• _DIRECTIVES_
1. In the startup blog post, how many days a week does The Hum produce content?
2. From the startup blog post, quote the passage that begins with the words "Will the Startup" and ends with "of startup lore.".
-- BEGIN EXCERPT TO READ --
Will the Startup Gods smite us?

David Powers
The Hum
Published in
4 min readFeb 10, 2018

Each Wednesday, we bring you another piece of The Hum’s story as it unfolds. The goal is to bring you, our readers, an unfiltered, no-BS account of what it is like to start a company, as it happens. We will be honest, vulnerable, and relatable in hopes you will learn both from what goes wrong and what goes (occasionally) right.

When we started The Hum, we would have said we have an advantage over some startup founders. Not one of talent, but of time. None of the 3 of us are married, none of us have kids, none of us need to keep up a house. We could, in theory, dedicate our whole lives to The Hum and work those romanticized 100-hour workweeks that are so often a part of startup lore.

That sounds really great, but it is in ignorance of a harsher truth. The truth is that the rest of your life doesn’t stop. It doesn’t matter that we have seemingly fewer responsibilities than some older startup founders. We are finding this truth out the hard way and it keeps us up at night.

We are 3 people and we produce content 5 days a week. That is inherently difficult. Especially because we are trying to put out stuff that doesn’t suck.

This becomes even more difficult when 1 of us cannot contribute. Losing 1 person is losing (math alert) ⅓ of our team. When someone has a doctor’s appointment in an office of 50, or 25, or even 10, you barely notice. That is simply not the case at this stage of our crying toddler of a company. When one of us needs to do something that isn’t The Hum, we notice.

This shit is about to get too real. Dave (⅓ of the company) is hopping on a plane on May 24th to visit a friend in Budapest for a week. This would not be the end of the world except for the fact that I, Tim (⅓ of the company), am boarding a jumbo jet on May 27th for 2 weeks to help facilitate a leadership program in Colorado.

For those of you keeping score at home, that means Bo (⅓ of the company) will be holding down the fort, fending off monsters King Leonidas-style, while he is outnumbered.

We’ve talked a lot about how to handle this specific situation and also how to handle similar occurrences moving forward. Most pressing, what do we do about generating content for the combined stretch of 11 days while Dave and I are away? We pride ourselves on writing stories as they happen. That’s hard to do if you now have to write about the future.

Do we take a week off? Do we resend some early emails that only a fraction of our audience has seen? Do we get as far ahead as we can, change our style when necessary, and hope we can still deliver quality content?

We’ve decided to go with the last of these routes. We value our 5-day-a-week interaction with our subscribers too much and sending repeat content seems far too disingenuous. That’s not our style.
-- END EXCERPT TO READ --
-- BEGIN RECORDS PROVIDED --
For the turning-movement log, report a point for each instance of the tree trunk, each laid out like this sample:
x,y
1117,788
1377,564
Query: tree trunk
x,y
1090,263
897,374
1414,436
-- END RECORDS PROVIDED --
• _THE REPLIES_
1. Five days a week.

2.
Will the Startup Gods smite us?

David Powers
The Hum
Published in
4 min readFeb 10, 2018

Each Wednesday, we bring you another piece of The Hum’s story as it unfolds. The goal is to bring you, our readers, an unfiltered, no-BS account of what it is like to start a company, as it happens. We will be honest, vulnerable, and relatable in hopes you will learn both from what goes wrong and what goes (occasionally) right.

When we started The Hum, we would have said we have an advantage over some startup founders. Not one of talent, but of time. None of the 3 of us are married, none of us have kids, none of us need to keep up a house. We could, in theory, dedicate our whole lives to The Hum and work those romanticized 100-hour workweeks that are so often a part of startup lore.